**Action item**.
Write every line below out again, exactly as given, but leave out the pictures.

**Records provided**.
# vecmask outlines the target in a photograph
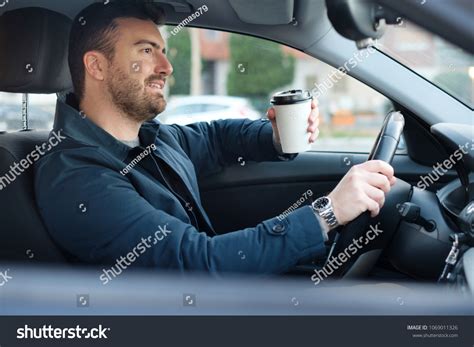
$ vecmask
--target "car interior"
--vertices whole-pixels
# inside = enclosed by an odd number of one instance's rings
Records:
[[[19,115],[24,129],[0,133],[0,176],[13,162],[19,162],[47,140],[49,131],[28,127],[28,117],[33,117],[28,95],[55,93],[63,98],[72,90],[67,65],[68,33],[75,15],[93,2],[17,0],[0,8],[0,92],[24,95]],[[364,38],[370,34],[358,25],[360,18],[350,9],[333,8],[328,4],[331,1],[155,2],[165,9],[167,25],[177,25],[206,4],[209,11],[190,26],[270,40],[332,66],[343,65],[358,47],[367,44]],[[354,16],[353,21],[348,19],[350,16]],[[387,23],[393,21],[392,17],[387,15]],[[372,152],[311,151],[300,153],[291,162],[247,163],[245,169],[236,163],[205,177],[200,182],[201,196],[215,229],[225,233],[254,226],[279,215],[308,189],[314,197],[327,194],[350,166],[380,158],[392,163],[398,178],[381,214],[373,220],[365,214],[345,226],[335,239],[329,240],[328,251],[336,254],[369,224],[380,222],[385,227],[384,235],[336,276],[372,283],[434,285],[452,250],[453,235],[458,235],[464,256],[458,258],[450,270],[450,279],[444,282],[449,282],[454,293],[473,295],[474,268],[467,265],[474,259],[474,214],[470,212],[474,210],[472,109],[380,51],[350,75],[382,93],[394,106],[379,137],[374,139]],[[401,136],[405,151],[398,147]],[[429,175],[434,164],[446,160],[464,143],[471,143],[471,147],[463,160],[428,189],[417,187],[421,176]],[[350,166],[344,165],[344,158],[348,157]],[[75,265],[67,262],[41,220],[31,168],[14,184],[0,190],[0,211],[0,261],[30,265],[25,252],[34,245],[35,264]],[[323,267],[326,261],[314,259],[299,264],[285,276],[308,280],[313,270]]]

**Result of this exercise**.
# vecmask outlines the target in a photograph
$ vecmask
--target "car interior"
--vertices whole-pixels
# inside = enclosed by an odd number of one instance's rings
Records:
[[[19,115],[24,129],[0,133],[0,176],[13,162],[19,162],[47,140],[49,131],[28,127],[28,117],[33,117],[28,95],[55,93],[63,98],[72,90],[67,65],[68,33],[75,15],[93,2],[17,0],[0,8],[0,92],[24,95]],[[364,38],[370,34],[358,25],[360,18],[350,9],[333,8],[328,4],[331,1],[155,2],[165,9],[167,25],[177,25],[206,4],[209,11],[190,26],[270,40],[332,66],[343,65],[358,47],[367,44]],[[354,16],[353,21],[348,19],[350,16]],[[387,23],[393,21],[392,17],[387,15]],[[372,152],[311,151],[300,153],[291,162],[247,163],[245,169],[236,163],[205,177],[200,182],[201,196],[215,229],[225,233],[254,226],[279,215],[308,189],[314,197],[327,194],[350,166],[380,158],[392,163],[398,178],[381,214],[373,220],[365,214],[345,226],[335,239],[329,240],[328,251],[336,254],[369,224],[380,222],[385,227],[384,235],[336,276],[372,283],[434,285],[452,250],[453,235],[458,235],[464,256],[458,258],[450,270],[450,279],[444,282],[449,282],[454,293],[473,295],[474,268],[467,265],[474,259],[474,214],[470,212],[474,210],[472,109],[380,51],[350,75],[382,93],[394,106],[379,137],[374,139]],[[401,136],[405,151],[398,147]],[[429,175],[434,164],[446,160],[464,143],[471,143],[471,147],[463,160],[428,189],[417,187],[421,176]],[[350,166],[344,165],[344,158],[348,157]],[[75,265],[67,262],[41,220],[31,168],[14,184],[0,190],[0,211],[0,261],[30,265],[25,252],[34,245],[35,264]],[[323,267],[326,261],[314,259],[299,264],[285,276],[308,280],[313,270]]]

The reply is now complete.